◆ **Document section**:
This is quite a manual process and wouldn't typically be done (it's to demonstrate that Webjars are just standard resources). You should use one of the helpers that are provided by various web frameworks, and the list can be seen at http://www.webjars.org/documentation. It is recommended that you use the web framework integration if it's available, since the helpers often provide integrations and tooling features like caching and minification.

One caveat that you need to be aware of is that sometimes the dependencies that automatically get added into the Maven package may not actually be available. This can happen due to several reasons. One is that a dependency is not available on Bower because it hasn't been converted yet. The solution to this is issue is simple; you just need to convert the dependency to a bower Webjar using the same process. The other cause could be that the dependency could not be converted due to a licensing issue. Since Bower Webjars deploy onto Bintray, the system requires a valid license to be defined. Bower package management allows you to specify Github repos as dependencies (and it doesn't mandate that a proper license be provided).

There are a couple of ways to resolve this issue. The most immediate one is to make an issue on the relevant project's website and ask them to provide a valid Bower license file. Another is to have a look if a classic Webjar exists for that dependency. Often people use Bower dependencies that just point to a Github repo that happens to be missing the license (even though the dependency in question has a valid license). Thankfully, SBT gives us the tools to deal with this situation.

If you have a look at the bower Webjar for foundation, you will see that it depends on modernizr, which isn't available as a bower Webjar (however, it is available as a classic Webjar).

◆ **Directions for this task**: Extend the passage above on Webjars and unavailable Bower dependencies, continuing from its final sentence.

◆ **Given records**:

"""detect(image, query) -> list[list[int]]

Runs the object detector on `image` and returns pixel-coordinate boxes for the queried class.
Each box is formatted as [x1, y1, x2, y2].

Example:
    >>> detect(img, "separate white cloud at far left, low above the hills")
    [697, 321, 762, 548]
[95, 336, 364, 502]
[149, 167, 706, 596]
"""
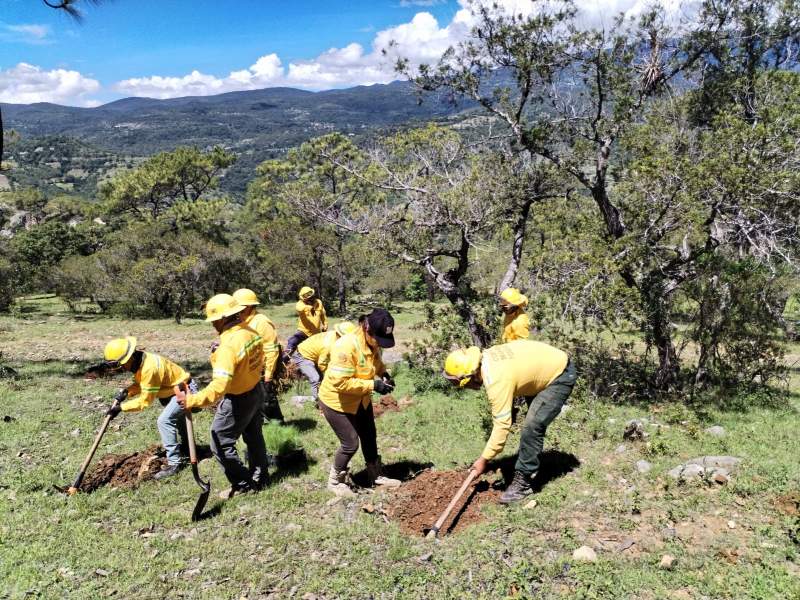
[0, 63, 100, 106]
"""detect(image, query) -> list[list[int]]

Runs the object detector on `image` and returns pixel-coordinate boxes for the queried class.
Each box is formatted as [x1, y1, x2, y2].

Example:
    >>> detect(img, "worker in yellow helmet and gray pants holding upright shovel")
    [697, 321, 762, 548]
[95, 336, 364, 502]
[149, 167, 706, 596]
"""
[178, 294, 269, 499]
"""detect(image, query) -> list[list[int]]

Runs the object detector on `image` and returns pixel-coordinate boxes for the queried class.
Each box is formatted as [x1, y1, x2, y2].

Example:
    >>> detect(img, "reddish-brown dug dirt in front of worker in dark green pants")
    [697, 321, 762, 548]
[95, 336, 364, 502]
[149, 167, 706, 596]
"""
[386, 469, 500, 536]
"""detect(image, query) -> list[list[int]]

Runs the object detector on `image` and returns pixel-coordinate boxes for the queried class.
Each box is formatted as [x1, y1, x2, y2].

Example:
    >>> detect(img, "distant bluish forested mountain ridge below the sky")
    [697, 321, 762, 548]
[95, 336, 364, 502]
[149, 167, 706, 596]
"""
[2, 82, 470, 196]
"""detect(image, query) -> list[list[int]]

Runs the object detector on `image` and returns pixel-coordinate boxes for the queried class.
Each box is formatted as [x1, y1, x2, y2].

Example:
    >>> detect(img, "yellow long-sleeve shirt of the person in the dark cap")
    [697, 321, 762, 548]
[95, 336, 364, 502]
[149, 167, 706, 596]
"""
[319, 327, 386, 415]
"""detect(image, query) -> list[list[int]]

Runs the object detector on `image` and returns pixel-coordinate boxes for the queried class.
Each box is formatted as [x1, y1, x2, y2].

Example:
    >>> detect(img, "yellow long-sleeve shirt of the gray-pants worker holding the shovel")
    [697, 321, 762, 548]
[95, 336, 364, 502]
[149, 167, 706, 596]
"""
[186, 325, 264, 408]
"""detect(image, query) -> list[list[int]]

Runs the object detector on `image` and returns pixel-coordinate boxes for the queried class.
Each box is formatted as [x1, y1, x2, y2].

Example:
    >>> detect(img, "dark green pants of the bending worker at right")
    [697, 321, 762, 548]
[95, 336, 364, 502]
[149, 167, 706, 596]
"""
[515, 361, 578, 476]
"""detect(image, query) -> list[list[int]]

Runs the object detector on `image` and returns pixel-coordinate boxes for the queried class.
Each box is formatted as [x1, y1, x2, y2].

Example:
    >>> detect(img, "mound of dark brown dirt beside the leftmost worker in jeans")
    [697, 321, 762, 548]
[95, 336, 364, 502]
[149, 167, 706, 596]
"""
[81, 445, 167, 492]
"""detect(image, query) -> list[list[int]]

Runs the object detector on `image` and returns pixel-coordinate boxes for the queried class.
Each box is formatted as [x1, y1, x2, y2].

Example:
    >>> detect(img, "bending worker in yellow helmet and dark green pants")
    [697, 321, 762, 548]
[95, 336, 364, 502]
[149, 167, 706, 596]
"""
[444, 340, 577, 504]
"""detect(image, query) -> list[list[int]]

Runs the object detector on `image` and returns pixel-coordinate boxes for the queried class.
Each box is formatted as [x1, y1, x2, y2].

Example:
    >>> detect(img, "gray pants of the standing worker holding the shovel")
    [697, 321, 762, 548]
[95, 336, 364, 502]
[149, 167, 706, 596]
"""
[211, 384, 269, 490]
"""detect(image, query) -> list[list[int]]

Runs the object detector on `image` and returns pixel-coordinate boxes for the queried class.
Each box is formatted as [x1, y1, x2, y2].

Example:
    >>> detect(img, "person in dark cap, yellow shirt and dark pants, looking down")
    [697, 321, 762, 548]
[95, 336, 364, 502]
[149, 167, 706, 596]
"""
[319, 308, 400, 496]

◆ **Response for this exercise**:
libraryDependencies ++= Seq(
  "org.webjars.bower"      % "foundation" % "5.5.4" exclude
   ("org.webjars.bower", "modernizr"),
  "org.webjars"            % "modernizr" % "2.8.3"
)

As you can see, we use the exclude option to prevent a dependency from being loaded by Webjars. You can then manually load that dependency as a classic Webjar. Although this process is reminiscent of manual dependency management, it's also quite rare.

The last resort is to create your own Webjar and deploy it either locally or to your own Maven repository. Since Webjars are just Maven projects, creating them is very easy, and templates for the current class Webjars can be found on the github organization page: https://github.com/webjars.

SUMMARY

For those of you who love to use JavaScript, this chapter has detailed some ways that you can interact with Scala using the JavaScript language. By using Scala.js you now know that you can compile Scala code straight to JavaScript. This allows you to share code between the server and the client, which can dramatically reduce boilerplate.

This also happens to be the last chapter in this book. We hope that it has proven useful for you and that it helps you program with Scala.